### [PROVIDED RECORDS]

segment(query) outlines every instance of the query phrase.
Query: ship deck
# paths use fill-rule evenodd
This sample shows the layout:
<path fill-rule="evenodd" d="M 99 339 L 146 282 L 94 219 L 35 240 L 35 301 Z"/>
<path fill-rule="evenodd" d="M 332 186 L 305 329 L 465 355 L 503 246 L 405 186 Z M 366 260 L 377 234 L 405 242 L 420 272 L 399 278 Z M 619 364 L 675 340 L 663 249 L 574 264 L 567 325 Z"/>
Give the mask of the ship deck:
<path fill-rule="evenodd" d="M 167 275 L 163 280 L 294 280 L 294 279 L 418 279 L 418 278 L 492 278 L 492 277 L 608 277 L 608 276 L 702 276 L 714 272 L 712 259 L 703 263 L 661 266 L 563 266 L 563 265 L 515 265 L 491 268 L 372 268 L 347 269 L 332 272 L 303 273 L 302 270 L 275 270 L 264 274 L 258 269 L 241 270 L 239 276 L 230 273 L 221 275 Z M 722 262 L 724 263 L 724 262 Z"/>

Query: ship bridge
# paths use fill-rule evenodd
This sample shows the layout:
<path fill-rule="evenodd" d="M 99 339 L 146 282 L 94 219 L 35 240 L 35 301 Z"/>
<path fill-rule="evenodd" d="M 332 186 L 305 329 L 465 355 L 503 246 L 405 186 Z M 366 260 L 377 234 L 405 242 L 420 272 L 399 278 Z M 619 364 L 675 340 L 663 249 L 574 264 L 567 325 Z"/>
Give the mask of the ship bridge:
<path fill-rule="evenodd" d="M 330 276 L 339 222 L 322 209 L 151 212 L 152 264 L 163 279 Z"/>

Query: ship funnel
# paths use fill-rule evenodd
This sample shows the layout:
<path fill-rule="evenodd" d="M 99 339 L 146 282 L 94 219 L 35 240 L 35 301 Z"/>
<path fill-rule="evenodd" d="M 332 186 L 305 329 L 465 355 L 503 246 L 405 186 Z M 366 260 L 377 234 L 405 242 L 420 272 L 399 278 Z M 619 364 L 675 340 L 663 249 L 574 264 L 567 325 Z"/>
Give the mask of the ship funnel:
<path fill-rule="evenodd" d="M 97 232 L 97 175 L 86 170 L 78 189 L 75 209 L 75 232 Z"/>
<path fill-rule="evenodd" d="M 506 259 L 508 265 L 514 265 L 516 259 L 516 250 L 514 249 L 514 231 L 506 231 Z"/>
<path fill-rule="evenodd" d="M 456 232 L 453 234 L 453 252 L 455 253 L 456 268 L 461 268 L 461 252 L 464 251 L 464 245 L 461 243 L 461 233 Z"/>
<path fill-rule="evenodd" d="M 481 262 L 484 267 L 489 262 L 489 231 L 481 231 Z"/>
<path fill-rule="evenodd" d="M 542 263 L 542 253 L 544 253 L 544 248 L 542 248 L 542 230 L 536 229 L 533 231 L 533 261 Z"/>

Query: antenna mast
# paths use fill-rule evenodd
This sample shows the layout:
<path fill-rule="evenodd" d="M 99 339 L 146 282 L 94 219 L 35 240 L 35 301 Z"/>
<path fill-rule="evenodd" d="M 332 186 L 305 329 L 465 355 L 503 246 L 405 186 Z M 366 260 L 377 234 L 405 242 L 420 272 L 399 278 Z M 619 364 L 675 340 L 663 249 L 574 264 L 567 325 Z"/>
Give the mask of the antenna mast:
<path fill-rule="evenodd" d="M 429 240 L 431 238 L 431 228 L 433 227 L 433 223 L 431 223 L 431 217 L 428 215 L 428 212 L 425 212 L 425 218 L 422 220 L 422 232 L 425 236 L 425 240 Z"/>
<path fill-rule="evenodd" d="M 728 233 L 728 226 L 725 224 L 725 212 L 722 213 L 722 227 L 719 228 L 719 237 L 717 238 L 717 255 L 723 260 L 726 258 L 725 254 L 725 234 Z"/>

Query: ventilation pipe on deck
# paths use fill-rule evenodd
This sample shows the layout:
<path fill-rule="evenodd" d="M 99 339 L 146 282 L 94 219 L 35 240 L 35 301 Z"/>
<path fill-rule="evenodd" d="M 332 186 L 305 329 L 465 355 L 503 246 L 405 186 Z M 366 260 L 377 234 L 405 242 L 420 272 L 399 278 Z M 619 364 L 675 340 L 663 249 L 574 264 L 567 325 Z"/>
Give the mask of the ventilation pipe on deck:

### [TASK BRIEF]
A complete, exact copy of the entries above is what is wanted.

### [ANSWER TO THIS EXERCISE]
segment(query) outlines every instance of the query phrase.
Query: ship deck
# paths use fill-rule evenodd
This sample shows the layout:
<path fill-rule="evenodd" d="M 99 339 L 146 282 L 94 219 L 35 240 L 35 301 Z"/>
<path fill-rule="evenodd" d="M 332 186 L 305 329 L 465 355 L 503 246 L 405 186 Z M 366 260 L 377 234 L 405 242 L 420 272 L 399 278 Z M 619 364 L 675 340 L 663 249 L 574 264 L 567 325 Z"/>
Give the mask of the ship deck:
<path fill-rule="evenodd" d="M 167 275 L 163 280 L 294 280 L 294 279 L 418 279 L 418 278 L 492 278 L 492 277 L 608 277 L 608 276 L 702 276 L 714 272 L 712 259 L 703 263 L 661 266 L 563 266 L 563 265 L 515 265 L 491 268 L 372 268 L 347 269 L 332 272 L 303 273 L 302 270 L 275 270 L 264 274 L 258 269 L 241 270 L 239 276 L 230 273 L 221 275 Z M 722 262 L 724 263 L 724 262 Z"/>

Query: ship bridge
# paths use fill-rule evenodd
This sample shows the layout:
<path fill-rule="evenodd" d="M 99 339 L 146 282 L 94 219 L 35 240 L 35 301 Z"/>
<path fill-rule="evenodd" d="M 332 186 L 305 329 L 465 355 L 503 246 L 405 186 Z M 366 260 L 377 234 L 405 242 L 420 272 L 399 278 Z M 619 364 L 675 340 L 663 249 L 574 264 L 567 325 Z"/>
Give the mask of the ship bridge:
<path fill-rule="evenodd" d="M 330 276 L 339 222 L 322 209 L 151 212 L 152 264 L 163 279 Z"/>

Query: ship funnel
# paths use fill-rule evenodd
This sample shows the layout:
<path fill-rule="evenodd" d="M 99 339 L 146 282 L 94 219 L 35 240 L 35 301 Z"/>
<path fill-rule="evenodd" d="M 332 186 L 305 329 L 465 355 L 503 246 L 405 186 Z M 366 260 L 377 234 L 405 242 L 420 272 L 399 278 Z M 619 364 L 675 340 L 663 249 L 574 264 L 567 325 Z"/>
Give the mask of the ship funnel:
<path fill-rule="evenodd" d="M 97 232 L 97 175 L 86 170 L 78 189 L 75 209 L 75 232 Z"/>
<path fill-rule="evenodd" d="M 506 259 L 508 265 L 514 265 L 516 259 L 516 250 L 514 249 L 514 231 L 506 231 Z"/>
<path fill-rule="evenodd" d="M 456 232 L 453 234 L 453 252 L 455 253 L 456 268 L 461 268 L 461 252 L 464 251 L 464 245 L 461 243 L 461 233 Z"/>
<path fill-rule="evenodd" d="M 481 262 L 484 267 L 489 262 L 489 231 L 481 231 Z"/>
<path fill-rule="evenodd" d="M 542 263 L 542 253 L 544 253 L 544 248 L 542 248 L 542 230 L 536 229 L 533 231 L 533 261 Z"/>

Query: antenna mast
# paths use fill-rule evenodd
This sample shows the layout:
<path fill-rule="evenodd" d="M 99 339 L 146 282 L 94 219 L 35 240 L 35 301 Z"/>
<path fill-rule="evenodd" d="M 332 186 L 305 329 L 465 355 L 503 246 L 405 186 Z M 366 260 L 377 234 L 405 242 L 420 272 L 399 278 Z M 619 364 L 675 340 L 663 249 L 574 264 L 567 325 Z"/>
Give the mask of the antenna mast:
<path fill-rule="evenodd" d="M 429 240 L 431 238 L 431 228 L 433 227 L 433 223 L 431 223 L 431 217 L 428 215 L 428 212 L 425 212 L 425 218 L 422 220 L 422 232 L 425 236 L 425 240 Z"/>
<path fill-rule="evenodd" d="M 728 233 L 728 226 L 725 224 L 725 212 L 722 213 L 722 227 L 719 228 L 719 237 L 717 238 L 717 255 L 723 260 L 726 258 L 725 254 L 725 234 Z"/>

Query: ventilation pipe on deck
# paths use fill-rule evenodd
This sample shows the layout:
<path fill-rule="evenodd" d="M 99 339 L 146 282 L 94 219 L 35 240 L 35 301 Z"/>
<path fill-rule="evenodd" d="M 332 186 L 305 329 L 465 355 L 503 246 L 405 186 Z M 366 260 L 377 234 L 405 242 L 420 272 L 399 278 Z M 619 364 L 675 340 L 663 249 L 574 264 L 567 325 Z"/>
Give the mask of the ventilation pipe on deck:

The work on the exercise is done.